## [ИСХОДНЫЙ ТЕКСТ]
Автобиография - стр. 70
Но я отвлеклась. Было на редкость приятно убедиться, что дома ничего не изменилось, разве что к лучшему: у меня была теперь моя Мари.
Мне представляется, что до тех пор, пока меня не затопила лавина воспоминаний, я никогда не думала о Мари, это была просто Мари – часть моей жизни. Для ребенка мир – это то, что происходит с ним, и, следовательно, люди в нем делятся на тех, кто ребенку нравится, кого он ненавидит, и тех, кто делает его счастливым или несчастным. Мари, юная, веселая, улыбающаяся, всегда со всем согласная, была неотъемлемой частью этого мира.

## [УСЛОВИЕ ЗАДАНИЯ]
Перепечатайте без изменений фрагмент автобиографии от «Автобиография - стр.» до «частью этого мира.». Приведённые далее позиции взяты из другого источника.

Сохранённые данные
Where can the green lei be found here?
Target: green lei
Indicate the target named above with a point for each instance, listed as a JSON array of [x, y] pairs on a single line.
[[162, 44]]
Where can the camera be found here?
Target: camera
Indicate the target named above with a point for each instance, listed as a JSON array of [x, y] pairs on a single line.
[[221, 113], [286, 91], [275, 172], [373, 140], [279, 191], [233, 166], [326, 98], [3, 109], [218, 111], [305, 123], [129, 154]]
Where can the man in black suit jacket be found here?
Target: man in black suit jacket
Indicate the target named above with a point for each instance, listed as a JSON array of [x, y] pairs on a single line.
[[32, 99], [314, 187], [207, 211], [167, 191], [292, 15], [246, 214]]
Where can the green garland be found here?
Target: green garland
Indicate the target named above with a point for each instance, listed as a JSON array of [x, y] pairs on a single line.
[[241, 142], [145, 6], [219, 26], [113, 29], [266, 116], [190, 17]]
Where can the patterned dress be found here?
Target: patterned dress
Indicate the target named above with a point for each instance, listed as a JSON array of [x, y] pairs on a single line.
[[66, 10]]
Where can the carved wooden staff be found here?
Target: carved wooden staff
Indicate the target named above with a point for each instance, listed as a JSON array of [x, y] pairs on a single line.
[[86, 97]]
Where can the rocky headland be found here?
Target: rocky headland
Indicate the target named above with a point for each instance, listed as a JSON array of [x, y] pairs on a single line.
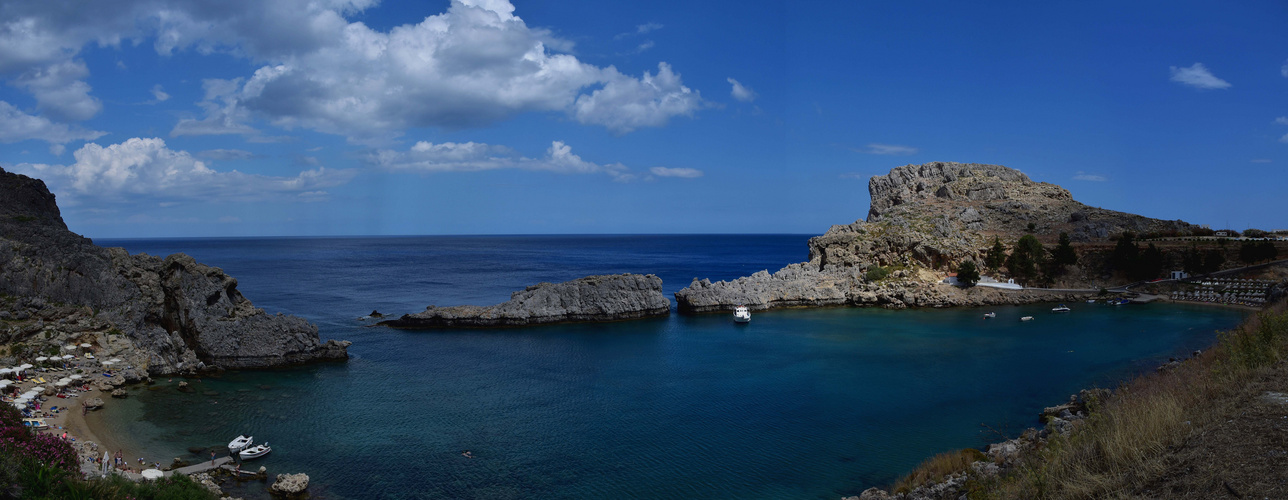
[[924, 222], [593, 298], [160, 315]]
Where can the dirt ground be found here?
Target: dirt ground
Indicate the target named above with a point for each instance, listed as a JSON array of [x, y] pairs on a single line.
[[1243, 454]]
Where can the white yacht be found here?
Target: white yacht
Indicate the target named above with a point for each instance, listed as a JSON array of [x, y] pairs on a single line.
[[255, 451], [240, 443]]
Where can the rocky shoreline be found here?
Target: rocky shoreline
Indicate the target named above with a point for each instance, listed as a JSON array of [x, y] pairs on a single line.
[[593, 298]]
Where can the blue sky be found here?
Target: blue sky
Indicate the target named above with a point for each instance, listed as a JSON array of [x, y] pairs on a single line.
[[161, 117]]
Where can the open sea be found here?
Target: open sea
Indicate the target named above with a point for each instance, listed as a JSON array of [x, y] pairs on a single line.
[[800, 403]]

## [ОТВЕТ К ЗАДАНИЮ]
Автобиография - стр. 70
Но я отвлеклась. Было на редкость приятно убедиться, что дома ничего не изменилось, разве что к лучшему: у меня была теперь моя Мари.
Мне представляется, что до тех пор, пока меня не затопила лавина воспоминаний, я никогда не думала о Мари, это была просто Мари – часть моей жизни. Для ребенка мир – это то, что происходит с ним, и, следовательно, люди в нем делятся на тех, кто ребенку нравится, кого он ненавидит, и тех, кто делает его счастливым или несчастным. Мари, юная, веселая, улыбающаяся, всегда со всем согласная, была неотъемлемой частью этого мира.